*** Records shown ***
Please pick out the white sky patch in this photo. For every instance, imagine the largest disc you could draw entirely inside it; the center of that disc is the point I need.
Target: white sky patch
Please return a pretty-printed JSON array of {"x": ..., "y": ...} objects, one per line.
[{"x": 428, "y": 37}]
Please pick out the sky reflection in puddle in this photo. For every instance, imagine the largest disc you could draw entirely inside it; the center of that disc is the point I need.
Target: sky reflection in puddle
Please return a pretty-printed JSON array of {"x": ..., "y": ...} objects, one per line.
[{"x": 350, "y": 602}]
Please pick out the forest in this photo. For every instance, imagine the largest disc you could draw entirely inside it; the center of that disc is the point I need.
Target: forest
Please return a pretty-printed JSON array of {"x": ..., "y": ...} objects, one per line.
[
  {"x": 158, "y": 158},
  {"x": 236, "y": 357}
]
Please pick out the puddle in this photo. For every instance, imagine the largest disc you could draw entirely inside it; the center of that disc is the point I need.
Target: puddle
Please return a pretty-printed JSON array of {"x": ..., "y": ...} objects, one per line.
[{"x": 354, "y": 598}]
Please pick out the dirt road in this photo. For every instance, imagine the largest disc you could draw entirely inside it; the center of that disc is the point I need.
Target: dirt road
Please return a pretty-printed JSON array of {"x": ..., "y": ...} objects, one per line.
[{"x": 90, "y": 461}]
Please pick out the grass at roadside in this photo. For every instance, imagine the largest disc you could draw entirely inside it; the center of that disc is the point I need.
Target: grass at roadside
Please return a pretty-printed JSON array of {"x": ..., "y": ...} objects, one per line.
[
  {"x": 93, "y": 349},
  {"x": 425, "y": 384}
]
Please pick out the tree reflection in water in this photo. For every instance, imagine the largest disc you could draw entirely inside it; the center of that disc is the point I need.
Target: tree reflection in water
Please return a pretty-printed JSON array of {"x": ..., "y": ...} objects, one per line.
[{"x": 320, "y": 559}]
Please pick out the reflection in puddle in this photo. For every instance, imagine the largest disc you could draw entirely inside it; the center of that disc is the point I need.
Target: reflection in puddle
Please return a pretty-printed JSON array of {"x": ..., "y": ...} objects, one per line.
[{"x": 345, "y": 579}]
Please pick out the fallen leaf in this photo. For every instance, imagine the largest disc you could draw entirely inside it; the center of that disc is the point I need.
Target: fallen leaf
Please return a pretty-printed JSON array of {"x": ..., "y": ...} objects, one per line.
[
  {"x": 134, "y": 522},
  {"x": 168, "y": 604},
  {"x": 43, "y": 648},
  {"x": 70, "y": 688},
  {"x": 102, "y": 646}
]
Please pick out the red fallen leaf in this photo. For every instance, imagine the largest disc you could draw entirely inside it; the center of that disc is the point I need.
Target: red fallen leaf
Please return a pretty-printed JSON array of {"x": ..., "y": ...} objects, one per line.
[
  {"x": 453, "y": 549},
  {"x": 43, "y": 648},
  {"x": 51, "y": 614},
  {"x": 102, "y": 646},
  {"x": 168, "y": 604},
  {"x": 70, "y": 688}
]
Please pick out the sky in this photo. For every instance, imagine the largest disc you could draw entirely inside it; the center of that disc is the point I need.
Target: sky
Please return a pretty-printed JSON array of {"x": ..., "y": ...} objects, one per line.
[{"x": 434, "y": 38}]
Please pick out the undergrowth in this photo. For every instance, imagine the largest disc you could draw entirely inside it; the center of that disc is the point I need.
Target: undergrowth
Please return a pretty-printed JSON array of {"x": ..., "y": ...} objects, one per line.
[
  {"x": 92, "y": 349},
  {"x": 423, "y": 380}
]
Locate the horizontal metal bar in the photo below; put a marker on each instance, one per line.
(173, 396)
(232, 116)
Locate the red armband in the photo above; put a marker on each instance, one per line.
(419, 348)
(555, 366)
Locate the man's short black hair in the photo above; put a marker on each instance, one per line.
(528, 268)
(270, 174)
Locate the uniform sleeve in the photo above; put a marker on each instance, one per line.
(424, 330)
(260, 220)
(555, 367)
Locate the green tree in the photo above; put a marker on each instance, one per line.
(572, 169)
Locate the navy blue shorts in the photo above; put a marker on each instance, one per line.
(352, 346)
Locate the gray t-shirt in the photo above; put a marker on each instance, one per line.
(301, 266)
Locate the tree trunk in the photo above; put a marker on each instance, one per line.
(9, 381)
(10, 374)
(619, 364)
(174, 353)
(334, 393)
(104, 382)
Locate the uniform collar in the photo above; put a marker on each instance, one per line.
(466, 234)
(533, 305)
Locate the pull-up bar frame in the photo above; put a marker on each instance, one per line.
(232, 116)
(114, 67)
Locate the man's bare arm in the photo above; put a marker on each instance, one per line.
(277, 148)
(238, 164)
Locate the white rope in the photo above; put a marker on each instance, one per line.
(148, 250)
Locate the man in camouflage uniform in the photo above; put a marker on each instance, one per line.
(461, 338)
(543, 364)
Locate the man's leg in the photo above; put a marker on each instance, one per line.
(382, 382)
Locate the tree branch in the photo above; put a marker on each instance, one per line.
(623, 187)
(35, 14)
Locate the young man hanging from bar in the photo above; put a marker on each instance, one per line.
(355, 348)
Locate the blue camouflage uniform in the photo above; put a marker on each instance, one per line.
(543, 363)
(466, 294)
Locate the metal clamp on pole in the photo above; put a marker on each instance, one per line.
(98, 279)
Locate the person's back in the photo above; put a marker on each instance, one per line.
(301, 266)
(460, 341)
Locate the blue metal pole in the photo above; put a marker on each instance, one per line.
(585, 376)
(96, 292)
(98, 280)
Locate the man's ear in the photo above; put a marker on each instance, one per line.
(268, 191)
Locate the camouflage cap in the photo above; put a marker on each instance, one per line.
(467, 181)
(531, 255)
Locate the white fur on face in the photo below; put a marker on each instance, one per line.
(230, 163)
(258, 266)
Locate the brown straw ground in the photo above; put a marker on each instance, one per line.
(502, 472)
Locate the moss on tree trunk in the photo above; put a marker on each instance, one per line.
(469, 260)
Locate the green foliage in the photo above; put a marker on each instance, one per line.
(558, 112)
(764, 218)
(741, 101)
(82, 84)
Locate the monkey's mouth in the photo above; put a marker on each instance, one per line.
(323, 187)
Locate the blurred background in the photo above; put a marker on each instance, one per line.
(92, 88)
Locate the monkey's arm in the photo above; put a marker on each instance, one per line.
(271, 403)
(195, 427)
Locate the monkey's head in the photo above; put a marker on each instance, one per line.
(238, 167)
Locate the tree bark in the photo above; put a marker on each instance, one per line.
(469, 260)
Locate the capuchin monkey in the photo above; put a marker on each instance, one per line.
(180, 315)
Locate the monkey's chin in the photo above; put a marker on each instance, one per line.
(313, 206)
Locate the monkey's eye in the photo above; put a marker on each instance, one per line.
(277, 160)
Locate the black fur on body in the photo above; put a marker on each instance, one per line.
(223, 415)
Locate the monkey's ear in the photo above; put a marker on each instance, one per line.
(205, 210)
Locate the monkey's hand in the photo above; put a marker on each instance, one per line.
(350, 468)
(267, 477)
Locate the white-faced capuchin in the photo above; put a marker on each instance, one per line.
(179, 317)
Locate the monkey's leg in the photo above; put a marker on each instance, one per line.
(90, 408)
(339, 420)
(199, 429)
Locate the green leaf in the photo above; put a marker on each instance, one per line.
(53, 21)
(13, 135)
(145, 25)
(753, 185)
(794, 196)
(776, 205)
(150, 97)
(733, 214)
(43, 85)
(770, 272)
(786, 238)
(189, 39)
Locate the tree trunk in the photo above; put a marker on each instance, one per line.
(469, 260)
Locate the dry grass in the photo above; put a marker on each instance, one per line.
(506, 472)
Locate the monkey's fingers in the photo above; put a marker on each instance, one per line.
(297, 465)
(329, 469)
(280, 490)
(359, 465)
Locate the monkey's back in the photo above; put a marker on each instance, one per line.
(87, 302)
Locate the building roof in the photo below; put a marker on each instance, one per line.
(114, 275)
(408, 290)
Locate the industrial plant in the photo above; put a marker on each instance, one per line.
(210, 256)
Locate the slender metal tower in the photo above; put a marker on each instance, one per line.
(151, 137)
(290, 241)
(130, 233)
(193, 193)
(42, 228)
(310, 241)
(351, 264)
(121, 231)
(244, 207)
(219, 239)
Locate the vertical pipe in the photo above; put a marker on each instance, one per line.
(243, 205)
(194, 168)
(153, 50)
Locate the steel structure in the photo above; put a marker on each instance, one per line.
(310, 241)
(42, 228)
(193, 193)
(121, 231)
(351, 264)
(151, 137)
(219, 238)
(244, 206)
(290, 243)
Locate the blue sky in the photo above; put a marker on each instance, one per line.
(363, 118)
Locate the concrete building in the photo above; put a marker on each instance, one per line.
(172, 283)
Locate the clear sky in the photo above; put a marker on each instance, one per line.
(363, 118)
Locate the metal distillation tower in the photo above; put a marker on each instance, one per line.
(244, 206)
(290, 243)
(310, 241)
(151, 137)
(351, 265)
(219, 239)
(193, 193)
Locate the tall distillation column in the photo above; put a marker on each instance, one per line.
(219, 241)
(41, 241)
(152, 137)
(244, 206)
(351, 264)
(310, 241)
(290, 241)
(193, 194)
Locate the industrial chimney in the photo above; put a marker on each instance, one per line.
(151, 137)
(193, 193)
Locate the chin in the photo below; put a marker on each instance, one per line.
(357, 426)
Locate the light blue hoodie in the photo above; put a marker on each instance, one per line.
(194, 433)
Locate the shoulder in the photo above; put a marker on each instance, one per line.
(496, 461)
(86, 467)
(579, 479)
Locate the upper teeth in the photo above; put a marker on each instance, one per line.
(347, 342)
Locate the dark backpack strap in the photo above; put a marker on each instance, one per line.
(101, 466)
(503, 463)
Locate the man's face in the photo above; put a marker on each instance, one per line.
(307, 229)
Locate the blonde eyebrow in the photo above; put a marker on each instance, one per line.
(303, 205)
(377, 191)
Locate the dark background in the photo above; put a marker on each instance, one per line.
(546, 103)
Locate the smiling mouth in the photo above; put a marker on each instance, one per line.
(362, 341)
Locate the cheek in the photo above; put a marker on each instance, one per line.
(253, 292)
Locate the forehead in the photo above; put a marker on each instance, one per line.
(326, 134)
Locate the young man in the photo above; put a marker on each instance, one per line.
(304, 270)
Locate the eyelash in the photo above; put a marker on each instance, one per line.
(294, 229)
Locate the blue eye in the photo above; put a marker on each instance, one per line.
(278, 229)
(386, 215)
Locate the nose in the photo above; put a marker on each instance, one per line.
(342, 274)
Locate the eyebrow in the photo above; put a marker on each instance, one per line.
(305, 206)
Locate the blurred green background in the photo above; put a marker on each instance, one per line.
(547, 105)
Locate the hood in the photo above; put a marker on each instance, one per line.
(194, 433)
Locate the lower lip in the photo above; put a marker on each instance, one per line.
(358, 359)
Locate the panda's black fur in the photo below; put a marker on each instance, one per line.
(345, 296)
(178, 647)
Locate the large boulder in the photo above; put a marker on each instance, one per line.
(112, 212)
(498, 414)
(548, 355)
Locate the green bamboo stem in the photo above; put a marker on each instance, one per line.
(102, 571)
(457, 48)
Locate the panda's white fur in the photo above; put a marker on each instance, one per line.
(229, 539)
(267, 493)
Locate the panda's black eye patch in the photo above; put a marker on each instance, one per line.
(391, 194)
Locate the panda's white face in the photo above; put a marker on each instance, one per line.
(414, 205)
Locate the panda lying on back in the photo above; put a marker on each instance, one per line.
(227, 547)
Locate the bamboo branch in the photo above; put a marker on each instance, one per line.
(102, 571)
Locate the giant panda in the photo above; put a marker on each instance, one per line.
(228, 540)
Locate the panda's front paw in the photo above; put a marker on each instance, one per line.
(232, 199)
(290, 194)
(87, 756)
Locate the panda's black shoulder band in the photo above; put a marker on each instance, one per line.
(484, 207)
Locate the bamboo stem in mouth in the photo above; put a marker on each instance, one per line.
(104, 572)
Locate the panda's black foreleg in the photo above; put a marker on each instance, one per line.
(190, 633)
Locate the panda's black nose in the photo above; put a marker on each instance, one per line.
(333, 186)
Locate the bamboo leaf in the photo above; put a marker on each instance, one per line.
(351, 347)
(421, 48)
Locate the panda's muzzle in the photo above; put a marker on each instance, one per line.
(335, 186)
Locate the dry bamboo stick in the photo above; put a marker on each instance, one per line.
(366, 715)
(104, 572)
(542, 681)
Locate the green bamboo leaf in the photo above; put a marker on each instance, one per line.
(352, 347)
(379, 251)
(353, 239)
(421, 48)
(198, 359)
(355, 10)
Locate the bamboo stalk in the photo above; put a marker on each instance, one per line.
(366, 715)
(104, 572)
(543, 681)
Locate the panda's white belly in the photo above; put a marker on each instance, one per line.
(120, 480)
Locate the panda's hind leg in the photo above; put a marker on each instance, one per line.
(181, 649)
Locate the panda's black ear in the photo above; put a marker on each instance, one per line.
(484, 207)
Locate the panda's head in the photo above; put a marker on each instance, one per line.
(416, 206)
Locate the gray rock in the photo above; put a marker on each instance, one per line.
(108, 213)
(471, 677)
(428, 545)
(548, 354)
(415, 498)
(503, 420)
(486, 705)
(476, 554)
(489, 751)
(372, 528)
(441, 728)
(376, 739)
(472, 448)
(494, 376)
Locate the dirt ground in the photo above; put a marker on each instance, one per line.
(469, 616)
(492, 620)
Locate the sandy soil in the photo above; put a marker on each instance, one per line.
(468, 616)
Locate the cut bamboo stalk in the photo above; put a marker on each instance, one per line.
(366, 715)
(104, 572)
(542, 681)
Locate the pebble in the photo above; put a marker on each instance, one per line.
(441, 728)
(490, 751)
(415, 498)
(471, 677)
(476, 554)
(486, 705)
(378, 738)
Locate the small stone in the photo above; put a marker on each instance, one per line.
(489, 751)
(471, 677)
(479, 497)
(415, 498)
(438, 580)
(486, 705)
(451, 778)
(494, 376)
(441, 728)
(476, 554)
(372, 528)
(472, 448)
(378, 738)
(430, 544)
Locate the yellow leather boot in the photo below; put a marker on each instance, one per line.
*** End of Records shown ***
◆ Aim of the task ◆
Write out again exactly the lines that run from the one holding "Locate the sandy" through the last line of the data; omit all other lines.

◆ Answer below ◆
Locate the sandy soil in the photo above; put a marker on each instance, one per line.
(468, 616)
Locate the cut bamboo stalk in the photo above; put a marker on each instance, one per line.
(366, 715)
(104, 572)
(542, 681)
Locate the pebble in the photo above; put a marker on each instance, one per line.
(441, 728)
(490, 751)
(415, 498)
(471, 677)
(476, 554)
(486, 705)
(378, 738)
Locate the small stone in the photo above; put a marker on each instance, one per line.
(489, 751)
(471, 677)
(479, 497)
(415, 498)
(438, 580)
(486, 705)
(451, 778)
(494, 376)
(441, 728)
(476, 554)
(372, 528)
(472, 448)
(378, 738)
(430, 544)
Locate the yellow leather boot in the photo below; put a marker on each instance, one per line.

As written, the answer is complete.